All entries below must be given again word for word.
*** Opening Records for the exercise ***
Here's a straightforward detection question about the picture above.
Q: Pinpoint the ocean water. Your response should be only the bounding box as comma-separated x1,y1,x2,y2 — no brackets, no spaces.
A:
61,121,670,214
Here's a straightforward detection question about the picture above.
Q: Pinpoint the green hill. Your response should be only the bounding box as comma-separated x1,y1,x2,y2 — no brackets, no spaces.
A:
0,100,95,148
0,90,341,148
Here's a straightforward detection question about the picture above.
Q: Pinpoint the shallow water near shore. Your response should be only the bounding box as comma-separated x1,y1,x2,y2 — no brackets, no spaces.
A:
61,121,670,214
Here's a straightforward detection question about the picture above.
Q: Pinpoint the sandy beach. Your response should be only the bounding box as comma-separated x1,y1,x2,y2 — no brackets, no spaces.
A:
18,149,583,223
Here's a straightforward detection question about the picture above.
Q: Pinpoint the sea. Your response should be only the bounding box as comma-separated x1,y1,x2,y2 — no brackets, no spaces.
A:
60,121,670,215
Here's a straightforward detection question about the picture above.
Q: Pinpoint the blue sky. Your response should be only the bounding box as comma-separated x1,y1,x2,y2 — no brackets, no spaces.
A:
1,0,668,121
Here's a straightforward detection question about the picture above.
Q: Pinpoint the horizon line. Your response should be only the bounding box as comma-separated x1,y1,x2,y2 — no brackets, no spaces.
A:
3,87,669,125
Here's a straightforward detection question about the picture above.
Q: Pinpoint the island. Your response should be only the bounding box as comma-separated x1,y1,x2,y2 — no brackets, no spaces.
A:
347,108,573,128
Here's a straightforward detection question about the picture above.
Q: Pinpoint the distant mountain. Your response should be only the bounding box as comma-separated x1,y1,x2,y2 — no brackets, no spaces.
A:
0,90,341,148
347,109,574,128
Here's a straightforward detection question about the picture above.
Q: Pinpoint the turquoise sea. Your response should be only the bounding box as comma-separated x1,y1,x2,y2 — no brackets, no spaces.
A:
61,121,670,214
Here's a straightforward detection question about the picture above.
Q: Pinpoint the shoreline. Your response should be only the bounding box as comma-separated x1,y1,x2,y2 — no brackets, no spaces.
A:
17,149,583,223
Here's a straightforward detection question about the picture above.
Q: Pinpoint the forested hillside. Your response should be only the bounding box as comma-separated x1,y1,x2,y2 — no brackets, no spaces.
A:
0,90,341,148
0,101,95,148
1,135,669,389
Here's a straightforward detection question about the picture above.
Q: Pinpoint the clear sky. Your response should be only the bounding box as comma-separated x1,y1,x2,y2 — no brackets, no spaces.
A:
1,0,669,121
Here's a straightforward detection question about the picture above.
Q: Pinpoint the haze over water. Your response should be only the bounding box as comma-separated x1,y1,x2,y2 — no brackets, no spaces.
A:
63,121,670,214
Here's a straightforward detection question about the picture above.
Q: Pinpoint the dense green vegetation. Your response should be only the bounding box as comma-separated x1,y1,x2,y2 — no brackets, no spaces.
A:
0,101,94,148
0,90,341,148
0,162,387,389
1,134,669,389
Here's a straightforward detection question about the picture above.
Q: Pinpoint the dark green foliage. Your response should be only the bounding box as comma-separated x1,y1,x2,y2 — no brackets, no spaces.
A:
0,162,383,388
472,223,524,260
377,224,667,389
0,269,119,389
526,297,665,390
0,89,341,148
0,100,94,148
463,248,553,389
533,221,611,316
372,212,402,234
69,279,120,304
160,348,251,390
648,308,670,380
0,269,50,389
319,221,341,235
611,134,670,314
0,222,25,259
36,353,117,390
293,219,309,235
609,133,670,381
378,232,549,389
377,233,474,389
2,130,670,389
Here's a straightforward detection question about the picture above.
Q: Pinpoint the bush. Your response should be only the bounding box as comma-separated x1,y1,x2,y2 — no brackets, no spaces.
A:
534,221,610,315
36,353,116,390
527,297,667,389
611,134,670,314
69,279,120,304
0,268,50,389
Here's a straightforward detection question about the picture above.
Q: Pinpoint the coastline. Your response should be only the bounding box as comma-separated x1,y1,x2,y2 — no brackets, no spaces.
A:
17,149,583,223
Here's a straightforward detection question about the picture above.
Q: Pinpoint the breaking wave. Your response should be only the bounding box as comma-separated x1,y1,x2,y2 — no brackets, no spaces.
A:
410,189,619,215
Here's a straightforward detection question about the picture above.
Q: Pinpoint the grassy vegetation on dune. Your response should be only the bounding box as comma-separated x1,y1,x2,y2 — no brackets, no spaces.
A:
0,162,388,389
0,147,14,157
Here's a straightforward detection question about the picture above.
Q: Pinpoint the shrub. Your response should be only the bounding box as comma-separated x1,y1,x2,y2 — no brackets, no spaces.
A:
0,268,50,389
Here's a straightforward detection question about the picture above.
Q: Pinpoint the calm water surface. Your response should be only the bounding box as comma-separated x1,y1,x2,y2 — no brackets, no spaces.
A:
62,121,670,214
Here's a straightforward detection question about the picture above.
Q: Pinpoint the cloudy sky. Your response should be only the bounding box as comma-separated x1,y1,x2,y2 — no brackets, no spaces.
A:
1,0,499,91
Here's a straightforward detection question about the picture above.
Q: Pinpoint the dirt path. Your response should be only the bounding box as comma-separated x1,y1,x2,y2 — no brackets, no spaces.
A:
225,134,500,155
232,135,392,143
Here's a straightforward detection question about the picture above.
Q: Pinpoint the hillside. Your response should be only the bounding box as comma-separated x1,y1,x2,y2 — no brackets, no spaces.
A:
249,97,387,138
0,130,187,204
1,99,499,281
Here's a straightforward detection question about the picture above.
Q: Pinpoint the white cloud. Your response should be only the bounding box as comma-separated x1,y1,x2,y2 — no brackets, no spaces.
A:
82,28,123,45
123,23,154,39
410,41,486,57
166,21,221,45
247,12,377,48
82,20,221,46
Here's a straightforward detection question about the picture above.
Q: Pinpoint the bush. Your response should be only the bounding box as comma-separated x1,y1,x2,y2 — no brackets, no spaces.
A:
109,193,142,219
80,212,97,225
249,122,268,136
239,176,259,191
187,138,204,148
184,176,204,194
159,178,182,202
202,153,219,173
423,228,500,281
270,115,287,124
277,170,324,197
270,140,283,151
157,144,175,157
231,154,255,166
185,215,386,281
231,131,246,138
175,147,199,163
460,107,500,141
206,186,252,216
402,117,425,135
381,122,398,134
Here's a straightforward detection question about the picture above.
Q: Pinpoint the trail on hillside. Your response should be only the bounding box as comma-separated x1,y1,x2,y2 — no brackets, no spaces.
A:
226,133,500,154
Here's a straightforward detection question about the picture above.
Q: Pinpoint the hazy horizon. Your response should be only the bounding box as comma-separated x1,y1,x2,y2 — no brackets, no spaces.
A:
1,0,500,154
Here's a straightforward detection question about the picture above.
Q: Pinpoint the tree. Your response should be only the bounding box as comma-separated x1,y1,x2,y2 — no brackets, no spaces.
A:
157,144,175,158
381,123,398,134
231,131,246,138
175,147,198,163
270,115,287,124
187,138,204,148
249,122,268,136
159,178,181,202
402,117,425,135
*** Closing Records for the exercise ***
_Your response_.
Here's a straightforward detection question about the picture above.
Q: Pinpoint the ocean water. Your response should be only the bounding box as comma-separated x1,y1,x2,y2 — no brackets, no spaces.
A:
61,121,670,214
Here's a straightforward detection question about the picture above.
Q: Pinpoint the green hill. Your response should be only the bounding box as comma-separated x1,y1,x2,y2 — no brackets, no spaces.
A:
0,100,95,148
0,90,341,148
Here's a straightforward detection question about the picture above.
Q: Pinpoint the shallow water near shore. Your response should be only the bounding box as comma-separated x1,y1,x2,y2 — no brackets, no spaces.
A:
61,121,670,214
Here's a straightforward detection question about the picture above.
Q: Pinpoint the sandy beach. Your response should be only the bounding box as comma-separated x1,y1,x2,y2 — no brackets, no spaces.
A:
18,149,583,223
Here's a straightforward detection question about the picture above.
Q: Pinpoint the sea. Your response should be only the bounding box as comma-separated x1,y1,x2,y2 — no brackets, no spaces.
A:
60,121,670,215
Here's a straightforward detection question about the picture above.
Q: Pinpoint the blue sky. Your response should be only the bounding box as comma-separated x1,y1,x2,y2 — no brackets, no spaces.
A:
1,0,668,121
Here's a straightforward detection question about the picture above.
Q: Pinpoint the horizon line. Your response should be only the bounding box as comma-separated x1,y1,x2,y2 — no brackets, no spaces.
A:
3,87,669,125
Here's a straightforward detection question about the picture above.
Q: Pinpoint the island. Your response should be only the bounding box as comma-separated x1,y1,x2,y2 — no brackets, no spaces.
A:
347,108,573,128
Here's a straightforward detection question about the picture above.
Q: Pinpoint the distant mountain. Your response should be only the bounding box as comma-separated x1,y1,x2,y2 — no brackets, no spaces.
A:
0,90,341,148
347,109,574,128
Here's a straightforward detection question about the picture above.
Q: Pinpoint the turquoise sea. Your response should be only the bounding box as comma-separated x1,y1,x2,y2 — no brackets, no spaces.
A:
61,121,670,214
Here's a straightforward detection question about the picture above.
Q: Pinpoint the shoreline. Your response should be only the bounding box as comma-separated x1,y1,x2,y2 — no brackets, no spaces.
A:
17,149,583,223
Here's a straightforward detection question about the picture above.
Q: Pinpoint the forested hillside. Your response should be only the bounding box as comma-separated x1,y1,x2,y2 — no brackets, no spaces.
A:
0,90,341,148
0,101,95,148
1,135,669,389
Here's a straightforward detection question about the picture above.
Q: Pinpoint the clear sky. Your response should be only the bounding box as comma-separated x1,y1,x2,y2 — no brackets, no spaces.
A:
1,0,669,121
Here's a straightforward detection question about the picture above.
Q: Pinpoint the haze over water. Your response should be only the bounding box as comma-separated x1,y1,x2,y2 — no brackets, no spaces.
A:
63,121,670,214
Here's a straightforward detection question about the picture above.
Q: Pinpoint the dense green vegetation. Your response should be only the bounding box as comma-separated x1,y1,x2,y2 — no brackets, no spaces.
A:
0,101,94,148
0,90,341,148
0,162,387,389
1,134,669,389
Here's a straightforward detection question about the picture above.
Q: Pinpoint the dark green foliage. Your response should be only the bounding box as comma-separated x1,y1,x2,y2 — no brackets, no spaces.
A:
0,162,383,388
472,223,524,260
377,224,667,389
0,269,119,389
526,297,665,390
0,89,341,148
0,100,94,148
463,248,553,389
533,221,611,316
372,212,402,234
69,279,120,304
160,348,251,390
648,308,670,380
0,269,50,389
319,221,341,235
611,134,670,314
0,222,25,259
36,353,117,390
293,219,309,235
609,133,670,381
378,232,549,389
377,233,474,389
2,130,670,389
Here's a straightforward detection question about the picture above.
Q: Pinpoint the bush. Your response should be only the bounding box as comma-separated x1,y1,x2,y2 — no brackets, no spaces.
A:
534,221,610,315
36,353,116,390
527,297,667,389
611,134,670,314
69,279,120,304
0,268,50,389
Here's a straightforward detection question about the picture above.
Q: Pinpoint the coastline. Your response should be only the bounding box as comma-separated x1,y1,x2,y2 — no brackets, no spaces.
A:
17,149,583,223
Here's a straightforward detection question about the picture above.
Q: Pinpoint the breaking wave. Your response should be only the bounding box as comma-separated x1,y1,x2,y2 — no brackets, no spaces.
A:
410,189,619,215
Here's a straightforward detection question about the picture above.
Q: Pinpoint the grassy vegetation on dune. Your response should be only the bounding box as comma-separated x1,y1,x2,y2 — no brackets, no spaces.
A:
0,162,388,389
0,147,14,157
Here's a straightforward detection question about the picture above.
Q: Pinpoint the shrub. Your response should be only the bounding box as comma-separated x1,y1,x2,y2 — no brackets, no spaces.
A:
0,268,50,389
Here's a straightforward detection question about the picture above.
Q: Pinpoint the calm water surface. Your response should be only the bounding box as comma-separated x1,y1,x2,y2 — no brackets, no spaces.
A:
62,121,670,214
Here's a straightforward detection question about the picture above.
Q: Pinpoint the cloudy sky. Your response should be only the bounding box as comma-separated x1,y1,x2,y2 — no brackets, no spaces.
A:
1,0,499,91
Here's a straightforward detection question about the picture above.
Q: Pinpoint the dirt path. Your response should be only the bounding box as comma-separated x1,y1,x2,y2 — no brackets, no spaces.
A:
225,134,500,155
232,135,392,143
Here's a straightforward detection question about the picture above.
Q: Pinpoint the hillside. Your response should be only the bounding box as comma-separated x1,y1,x2,y2 — no brackets, no spaces.
A:
249,97,387,138
0,130,187,204
1,99,499,281
Here's a straightforward detection question about the picture above.
Q: Pinpoint the white cloud. Your response should be only the bounding box as comma-separated x1,y1,x2,y2 — no brackets, no spaces.
A:
82,28,123,45
123,23,154,39
410,41,486,57
166,21,221,45
247,12,377,48
82,20,221,46
Here's a straightforward detection question about the picture above.
Q: Pinpoint the bush. Your response should be only the bounding box as comma-separated x1,y1,x2,y2 — no brackets, no spaces.
A:
109,193,142,219
80,212,97,225
249,122,268,136
239,176,259,191
187,138,204,148
184,176,204,194
159,178,182,202
202,153,219,173
423,228,500,281
270,115,287,124
277,170,324,197
270,140,283,151
157,144,175,157
231,154,255,166
185,215,386,281
231,131,246,138
175,147,199,163
460,107,500,141
206,186,252,216
402,117,425,135
381,122,398,134
Here's a straightforward detection question about the picture above.
Q: Pinpoint the trail on hillside. Your response should be only the bounding box as comma-separated x1,y1,x2,y2 — no brackets, no spaces.
A:
226,133,500,154
Here's a straightforward detection question about the picture above.
Q: Pinpoint the hazy horizon. Your response should be only the bounding box as comma-separated x1,y1,x2,y2 — no brackets, no spaces.
A:
1,0,500,154
Here's a straightforward detection question about the picture above.
Q: Pinpoint the tree. Your response should be only the bounding box as comma-separated x1,y1,x2,y2 — no brackets, no spaces.
A:
157,144,175,158
381,123,398,134
231,131,246,138
175,147,198,163
270,115,287,124
187,138,204,148
249,122,268,136
159,178,181,202
402,117,425,135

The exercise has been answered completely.